TASK DESCRIPTION -
Reproduce, word for word, everything in the radial artery spasm study summary from "In this study, we" down to "the oscillometric method.".

PROVIDED PASSAGE -
-------
In this study, we aimed to assess the relationship between radial artery spasm (RAS) and arterial stiffness (AS) measured by the oscillometric method.
Materials and methods
A total of 123 consecutive patients scheduled for elective coronary angiography in a single default radial center were enrolled for the study. AS [namely, augmentation pressure; augmentation index (AIx); and pulse wave velocity] was assessed using a validated oscillometric device (Mobil-O-Graph NG 24 h PWA). Central arterial pressures were also recorded. In the cath lab, the number of puncture attempts, total procedural time (TPT), and largest catheter size were noted. If greater than two catheters were required to complete imaging, it was additionally specified. RAS was considered to exist if two or more of predefined clinical features were present.
-------
DATA RECORDS -
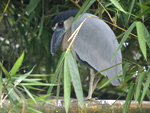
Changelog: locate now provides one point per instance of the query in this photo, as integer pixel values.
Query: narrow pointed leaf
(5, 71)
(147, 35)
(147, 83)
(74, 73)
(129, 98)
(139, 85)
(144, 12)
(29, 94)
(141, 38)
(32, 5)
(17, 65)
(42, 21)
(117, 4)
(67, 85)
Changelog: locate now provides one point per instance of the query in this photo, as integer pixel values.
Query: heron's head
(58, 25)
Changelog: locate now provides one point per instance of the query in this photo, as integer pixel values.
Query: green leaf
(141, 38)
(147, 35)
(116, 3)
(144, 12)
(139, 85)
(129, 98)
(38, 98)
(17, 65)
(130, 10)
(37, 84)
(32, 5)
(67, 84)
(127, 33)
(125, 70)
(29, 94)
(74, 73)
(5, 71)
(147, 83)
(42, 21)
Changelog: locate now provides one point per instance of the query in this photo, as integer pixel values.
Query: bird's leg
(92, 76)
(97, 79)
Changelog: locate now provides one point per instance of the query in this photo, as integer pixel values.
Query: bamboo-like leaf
-------
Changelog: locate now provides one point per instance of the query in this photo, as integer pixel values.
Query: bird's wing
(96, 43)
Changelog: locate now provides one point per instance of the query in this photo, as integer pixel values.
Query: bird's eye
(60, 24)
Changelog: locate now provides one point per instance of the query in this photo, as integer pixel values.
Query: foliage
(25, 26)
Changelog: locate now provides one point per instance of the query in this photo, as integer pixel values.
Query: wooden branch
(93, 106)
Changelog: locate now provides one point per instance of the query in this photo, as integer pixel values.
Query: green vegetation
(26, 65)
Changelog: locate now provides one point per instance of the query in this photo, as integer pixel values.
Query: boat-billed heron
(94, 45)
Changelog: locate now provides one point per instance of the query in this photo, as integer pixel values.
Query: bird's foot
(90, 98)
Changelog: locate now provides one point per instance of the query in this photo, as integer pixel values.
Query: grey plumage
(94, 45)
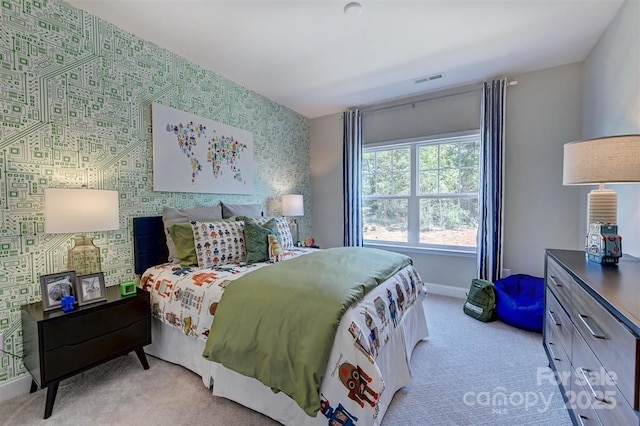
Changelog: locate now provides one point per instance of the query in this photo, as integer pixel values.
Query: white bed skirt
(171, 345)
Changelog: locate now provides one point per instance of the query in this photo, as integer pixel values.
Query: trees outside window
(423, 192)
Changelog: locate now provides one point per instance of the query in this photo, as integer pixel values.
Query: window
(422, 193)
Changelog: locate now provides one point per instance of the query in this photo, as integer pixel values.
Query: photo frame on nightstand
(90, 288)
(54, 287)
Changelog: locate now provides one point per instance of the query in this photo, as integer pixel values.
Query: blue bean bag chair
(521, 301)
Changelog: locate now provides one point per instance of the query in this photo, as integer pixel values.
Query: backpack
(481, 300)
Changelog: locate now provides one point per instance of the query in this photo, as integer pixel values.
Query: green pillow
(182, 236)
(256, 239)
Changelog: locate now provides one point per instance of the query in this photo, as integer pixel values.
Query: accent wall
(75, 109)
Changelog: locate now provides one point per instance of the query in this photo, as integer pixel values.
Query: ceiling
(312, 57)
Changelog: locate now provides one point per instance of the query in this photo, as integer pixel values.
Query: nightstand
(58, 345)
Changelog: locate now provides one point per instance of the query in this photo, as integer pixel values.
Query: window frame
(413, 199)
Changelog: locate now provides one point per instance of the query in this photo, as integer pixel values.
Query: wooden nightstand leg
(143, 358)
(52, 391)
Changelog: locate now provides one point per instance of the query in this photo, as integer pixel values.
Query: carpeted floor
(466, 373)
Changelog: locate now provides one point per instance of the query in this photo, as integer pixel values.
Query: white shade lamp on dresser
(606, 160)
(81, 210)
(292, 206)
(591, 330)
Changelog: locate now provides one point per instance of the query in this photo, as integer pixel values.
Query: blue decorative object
-------
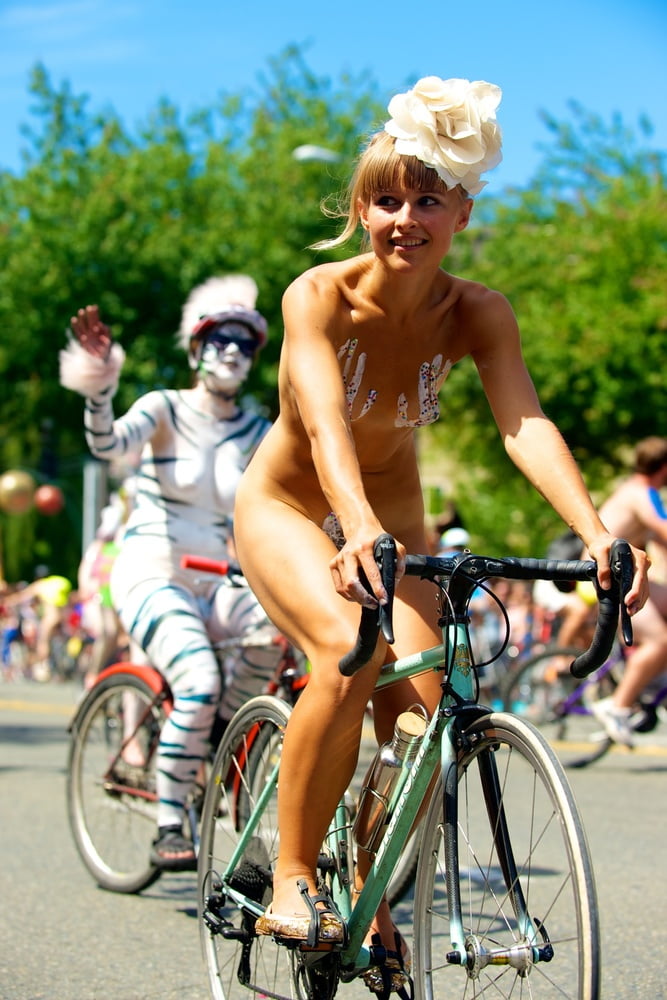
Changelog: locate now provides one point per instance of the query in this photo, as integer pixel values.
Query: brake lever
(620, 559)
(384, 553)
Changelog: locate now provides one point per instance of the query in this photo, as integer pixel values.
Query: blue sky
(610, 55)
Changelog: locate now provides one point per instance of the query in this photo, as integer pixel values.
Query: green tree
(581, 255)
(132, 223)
-------
YOUR RESPONSE -
In this study, we aimed to assess the relationship between radial artery spasm (RAS) and arterial stiffness (AS) measured by the oscillometric method.